#### Task prompt:
Your answer must be every line of the data that holds the string "coordinates".

#### Data shown:
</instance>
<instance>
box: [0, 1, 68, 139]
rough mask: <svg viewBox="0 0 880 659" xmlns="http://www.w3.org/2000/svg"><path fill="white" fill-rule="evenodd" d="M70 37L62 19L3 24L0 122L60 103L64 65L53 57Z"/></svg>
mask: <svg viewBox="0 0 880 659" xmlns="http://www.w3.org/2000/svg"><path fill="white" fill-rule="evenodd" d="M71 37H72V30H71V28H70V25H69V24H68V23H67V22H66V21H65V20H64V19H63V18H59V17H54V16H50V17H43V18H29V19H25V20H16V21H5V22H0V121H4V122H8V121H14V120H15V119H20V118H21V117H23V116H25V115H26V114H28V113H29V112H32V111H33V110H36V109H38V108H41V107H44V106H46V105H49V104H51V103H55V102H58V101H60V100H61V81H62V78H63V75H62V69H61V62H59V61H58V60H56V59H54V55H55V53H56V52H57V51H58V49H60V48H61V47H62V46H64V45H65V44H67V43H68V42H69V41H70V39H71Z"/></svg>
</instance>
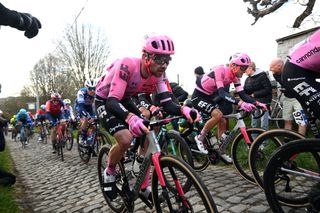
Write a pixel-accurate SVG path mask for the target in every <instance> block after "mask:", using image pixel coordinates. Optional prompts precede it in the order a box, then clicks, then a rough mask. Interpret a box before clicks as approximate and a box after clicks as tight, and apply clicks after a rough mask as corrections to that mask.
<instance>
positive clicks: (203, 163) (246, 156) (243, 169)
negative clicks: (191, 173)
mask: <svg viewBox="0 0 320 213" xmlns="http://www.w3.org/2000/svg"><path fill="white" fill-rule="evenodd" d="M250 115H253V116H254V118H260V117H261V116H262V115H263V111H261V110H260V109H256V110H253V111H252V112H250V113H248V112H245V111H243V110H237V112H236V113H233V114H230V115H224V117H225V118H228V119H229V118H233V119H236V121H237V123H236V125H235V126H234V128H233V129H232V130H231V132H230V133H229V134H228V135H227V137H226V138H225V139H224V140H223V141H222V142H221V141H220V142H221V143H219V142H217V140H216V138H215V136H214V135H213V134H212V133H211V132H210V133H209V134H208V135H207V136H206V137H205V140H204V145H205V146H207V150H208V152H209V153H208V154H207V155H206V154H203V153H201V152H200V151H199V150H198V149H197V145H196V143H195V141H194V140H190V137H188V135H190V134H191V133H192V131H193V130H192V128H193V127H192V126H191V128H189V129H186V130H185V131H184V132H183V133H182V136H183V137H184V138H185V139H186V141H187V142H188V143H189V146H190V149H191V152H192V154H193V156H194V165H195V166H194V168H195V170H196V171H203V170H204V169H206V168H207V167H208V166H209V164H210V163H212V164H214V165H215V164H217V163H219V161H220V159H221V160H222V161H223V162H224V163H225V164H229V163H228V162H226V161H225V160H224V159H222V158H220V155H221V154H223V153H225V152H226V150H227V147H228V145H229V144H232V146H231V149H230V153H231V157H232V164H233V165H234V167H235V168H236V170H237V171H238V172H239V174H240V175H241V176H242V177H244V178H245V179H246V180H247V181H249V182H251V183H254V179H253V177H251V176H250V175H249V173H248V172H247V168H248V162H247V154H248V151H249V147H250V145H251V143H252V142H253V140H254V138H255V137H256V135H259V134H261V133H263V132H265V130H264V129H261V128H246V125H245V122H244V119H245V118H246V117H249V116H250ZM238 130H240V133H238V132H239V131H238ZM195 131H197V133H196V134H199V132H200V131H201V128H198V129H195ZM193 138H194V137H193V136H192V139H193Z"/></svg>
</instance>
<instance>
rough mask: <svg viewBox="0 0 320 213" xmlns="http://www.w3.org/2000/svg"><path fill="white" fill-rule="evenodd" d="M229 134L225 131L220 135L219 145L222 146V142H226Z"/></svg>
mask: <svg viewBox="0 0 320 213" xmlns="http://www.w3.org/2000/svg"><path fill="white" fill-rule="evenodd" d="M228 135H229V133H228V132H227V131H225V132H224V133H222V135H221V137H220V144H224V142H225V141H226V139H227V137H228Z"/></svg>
...
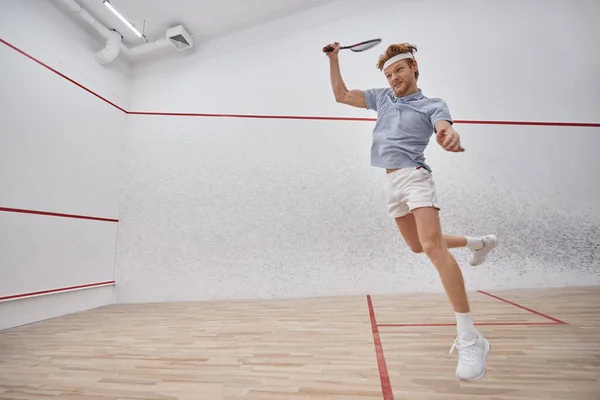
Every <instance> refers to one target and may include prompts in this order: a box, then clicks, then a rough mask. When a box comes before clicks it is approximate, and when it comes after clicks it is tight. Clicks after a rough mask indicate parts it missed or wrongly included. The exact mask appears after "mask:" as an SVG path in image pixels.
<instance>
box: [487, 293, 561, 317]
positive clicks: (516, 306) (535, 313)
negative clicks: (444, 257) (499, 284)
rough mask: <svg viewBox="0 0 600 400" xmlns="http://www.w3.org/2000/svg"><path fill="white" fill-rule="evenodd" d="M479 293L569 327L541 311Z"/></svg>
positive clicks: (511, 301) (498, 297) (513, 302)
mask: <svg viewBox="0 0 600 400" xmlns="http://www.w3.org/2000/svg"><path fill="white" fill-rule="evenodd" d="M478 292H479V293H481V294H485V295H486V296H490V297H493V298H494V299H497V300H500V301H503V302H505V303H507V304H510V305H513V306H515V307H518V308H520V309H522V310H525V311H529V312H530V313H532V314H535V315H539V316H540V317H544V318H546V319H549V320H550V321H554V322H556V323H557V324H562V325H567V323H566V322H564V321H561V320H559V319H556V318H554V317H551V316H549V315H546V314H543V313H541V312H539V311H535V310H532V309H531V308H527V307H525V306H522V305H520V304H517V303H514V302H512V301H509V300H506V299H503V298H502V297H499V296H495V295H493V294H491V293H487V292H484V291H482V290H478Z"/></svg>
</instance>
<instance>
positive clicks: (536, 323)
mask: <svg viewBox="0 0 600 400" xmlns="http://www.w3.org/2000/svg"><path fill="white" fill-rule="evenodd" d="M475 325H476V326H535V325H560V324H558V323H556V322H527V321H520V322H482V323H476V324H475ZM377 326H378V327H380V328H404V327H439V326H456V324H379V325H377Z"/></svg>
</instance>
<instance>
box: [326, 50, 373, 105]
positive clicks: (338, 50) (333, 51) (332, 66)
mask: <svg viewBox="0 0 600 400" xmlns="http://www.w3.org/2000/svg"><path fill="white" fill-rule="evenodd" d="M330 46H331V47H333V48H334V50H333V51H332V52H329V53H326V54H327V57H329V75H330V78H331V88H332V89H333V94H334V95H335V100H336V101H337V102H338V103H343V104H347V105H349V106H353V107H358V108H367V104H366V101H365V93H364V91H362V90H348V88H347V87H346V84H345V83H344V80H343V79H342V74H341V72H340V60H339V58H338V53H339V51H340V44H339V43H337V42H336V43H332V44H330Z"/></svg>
---
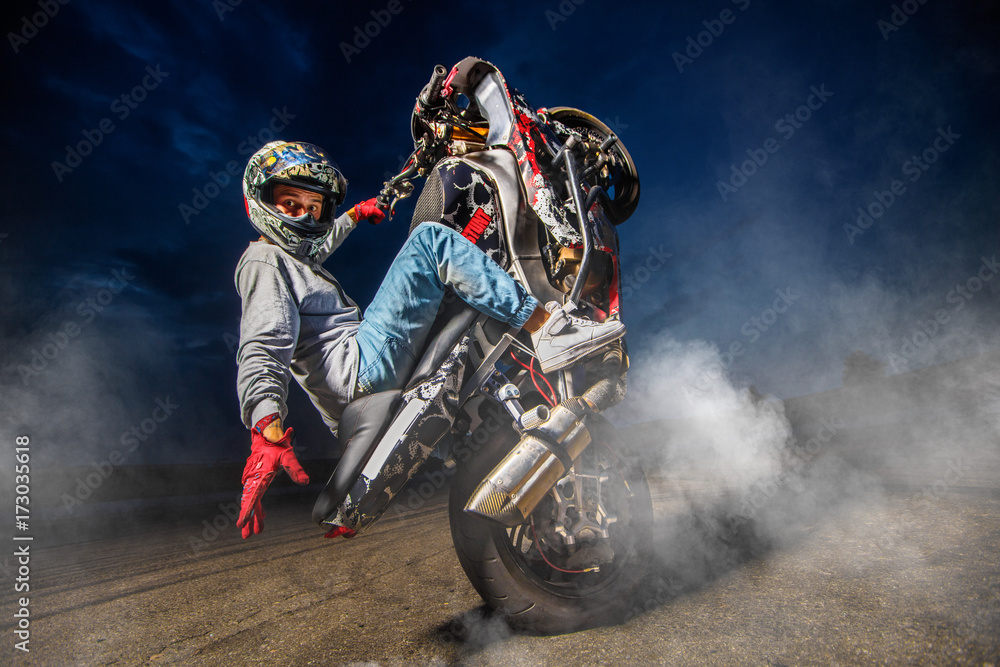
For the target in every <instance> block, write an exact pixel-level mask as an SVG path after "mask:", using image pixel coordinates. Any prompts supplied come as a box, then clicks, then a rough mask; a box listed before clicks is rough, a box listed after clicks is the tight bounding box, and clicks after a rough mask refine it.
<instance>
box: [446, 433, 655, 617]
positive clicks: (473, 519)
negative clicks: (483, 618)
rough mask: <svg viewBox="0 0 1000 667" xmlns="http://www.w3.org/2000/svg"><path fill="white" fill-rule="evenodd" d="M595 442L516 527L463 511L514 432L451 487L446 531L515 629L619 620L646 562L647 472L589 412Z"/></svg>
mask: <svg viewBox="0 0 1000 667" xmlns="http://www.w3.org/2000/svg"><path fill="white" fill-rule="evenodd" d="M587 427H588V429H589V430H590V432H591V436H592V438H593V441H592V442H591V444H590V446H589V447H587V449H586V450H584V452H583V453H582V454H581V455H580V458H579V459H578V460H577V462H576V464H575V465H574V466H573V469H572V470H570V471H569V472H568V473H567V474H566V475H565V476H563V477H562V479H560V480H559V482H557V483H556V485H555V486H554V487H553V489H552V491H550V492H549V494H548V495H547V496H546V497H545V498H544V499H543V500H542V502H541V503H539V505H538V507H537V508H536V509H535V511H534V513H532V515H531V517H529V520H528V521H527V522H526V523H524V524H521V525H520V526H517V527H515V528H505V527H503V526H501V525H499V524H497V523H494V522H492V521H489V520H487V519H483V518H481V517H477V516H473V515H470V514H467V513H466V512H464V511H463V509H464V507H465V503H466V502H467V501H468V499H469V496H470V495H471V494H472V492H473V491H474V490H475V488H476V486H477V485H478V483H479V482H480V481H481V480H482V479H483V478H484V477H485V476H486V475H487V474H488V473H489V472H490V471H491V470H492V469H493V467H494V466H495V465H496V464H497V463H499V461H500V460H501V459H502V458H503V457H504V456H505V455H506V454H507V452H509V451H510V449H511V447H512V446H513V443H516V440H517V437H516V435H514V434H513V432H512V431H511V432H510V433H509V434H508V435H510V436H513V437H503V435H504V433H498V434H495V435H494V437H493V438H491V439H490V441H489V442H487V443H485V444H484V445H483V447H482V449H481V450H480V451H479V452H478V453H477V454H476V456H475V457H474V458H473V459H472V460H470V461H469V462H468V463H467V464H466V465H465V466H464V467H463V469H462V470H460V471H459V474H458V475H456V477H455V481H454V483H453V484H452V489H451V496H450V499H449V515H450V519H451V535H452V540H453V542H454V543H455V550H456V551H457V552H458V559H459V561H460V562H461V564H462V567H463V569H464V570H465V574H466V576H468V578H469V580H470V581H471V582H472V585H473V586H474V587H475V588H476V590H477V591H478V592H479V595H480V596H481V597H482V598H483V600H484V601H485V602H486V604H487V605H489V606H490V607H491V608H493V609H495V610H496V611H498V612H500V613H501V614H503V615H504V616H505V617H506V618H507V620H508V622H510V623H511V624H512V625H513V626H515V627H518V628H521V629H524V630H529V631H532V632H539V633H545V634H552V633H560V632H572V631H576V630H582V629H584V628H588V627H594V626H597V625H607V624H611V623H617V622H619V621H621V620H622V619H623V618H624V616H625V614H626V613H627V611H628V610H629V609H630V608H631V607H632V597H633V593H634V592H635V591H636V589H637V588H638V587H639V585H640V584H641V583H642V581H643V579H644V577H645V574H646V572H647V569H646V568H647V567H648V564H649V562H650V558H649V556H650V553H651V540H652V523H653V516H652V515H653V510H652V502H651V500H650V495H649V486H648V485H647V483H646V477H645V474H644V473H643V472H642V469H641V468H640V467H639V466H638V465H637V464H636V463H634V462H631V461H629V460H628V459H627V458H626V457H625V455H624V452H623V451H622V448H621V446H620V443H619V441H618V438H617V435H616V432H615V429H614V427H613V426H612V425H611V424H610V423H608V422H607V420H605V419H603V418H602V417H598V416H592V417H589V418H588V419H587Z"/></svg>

#### Response below:
Write a pixel-accurate SVG path mask for the target in every <instance> block after "mask:", using image pixel coordinates. Optional prompts precede it in the order a box, then clicks, then a rough mask. Interpret a box before clicks as approximate and a box after clicks as tight, and apply clicks after a rough mask as corrections to that mask.
For the target in every <instance> block, write an exact pixel-level mask as an SVG path after "mask:", using image pixel coordinates. Any prompts supplied come as a box, then clicks, then a rough mask; a box listed before clicks is rough, a box listed after clicks is the tight bounding box, and clicks after a rough mask refine it.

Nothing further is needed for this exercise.